## WHAT THE TASK ASKS:
Please gather every line from the rows below that contains the word "football" and copy each one in full.

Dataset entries
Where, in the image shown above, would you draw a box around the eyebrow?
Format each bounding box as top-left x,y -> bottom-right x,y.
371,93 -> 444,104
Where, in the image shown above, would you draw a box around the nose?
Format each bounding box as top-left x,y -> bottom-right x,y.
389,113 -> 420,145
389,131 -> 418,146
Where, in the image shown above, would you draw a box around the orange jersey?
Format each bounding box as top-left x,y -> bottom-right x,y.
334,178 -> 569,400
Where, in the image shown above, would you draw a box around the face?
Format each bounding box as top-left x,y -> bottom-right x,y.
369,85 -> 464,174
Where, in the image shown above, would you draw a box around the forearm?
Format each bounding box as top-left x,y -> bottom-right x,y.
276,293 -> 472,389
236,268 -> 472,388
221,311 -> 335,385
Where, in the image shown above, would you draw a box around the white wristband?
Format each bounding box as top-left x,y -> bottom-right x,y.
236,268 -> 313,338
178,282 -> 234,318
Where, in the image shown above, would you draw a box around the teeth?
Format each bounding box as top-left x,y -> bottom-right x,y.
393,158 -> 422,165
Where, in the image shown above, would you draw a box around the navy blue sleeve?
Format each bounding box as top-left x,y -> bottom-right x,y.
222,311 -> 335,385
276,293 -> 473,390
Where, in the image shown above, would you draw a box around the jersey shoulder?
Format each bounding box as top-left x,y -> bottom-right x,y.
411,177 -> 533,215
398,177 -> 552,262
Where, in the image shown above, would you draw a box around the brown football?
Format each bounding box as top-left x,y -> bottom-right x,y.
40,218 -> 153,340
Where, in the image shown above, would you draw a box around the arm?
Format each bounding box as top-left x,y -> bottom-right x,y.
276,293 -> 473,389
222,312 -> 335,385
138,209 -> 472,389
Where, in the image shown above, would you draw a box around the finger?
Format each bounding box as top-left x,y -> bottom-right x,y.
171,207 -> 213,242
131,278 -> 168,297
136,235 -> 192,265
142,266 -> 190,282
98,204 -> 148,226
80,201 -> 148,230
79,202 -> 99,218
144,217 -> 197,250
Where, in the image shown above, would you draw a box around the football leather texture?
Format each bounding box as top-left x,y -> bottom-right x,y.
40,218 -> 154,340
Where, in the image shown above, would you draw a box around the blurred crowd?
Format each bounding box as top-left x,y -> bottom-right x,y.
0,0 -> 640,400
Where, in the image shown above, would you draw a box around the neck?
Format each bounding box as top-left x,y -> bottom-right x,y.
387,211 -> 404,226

## FINISHED TASK:
Where, in the image shown above, would you draw a box around the brown football?
Where, in the image shown above, would you draw a box around the football leather texture?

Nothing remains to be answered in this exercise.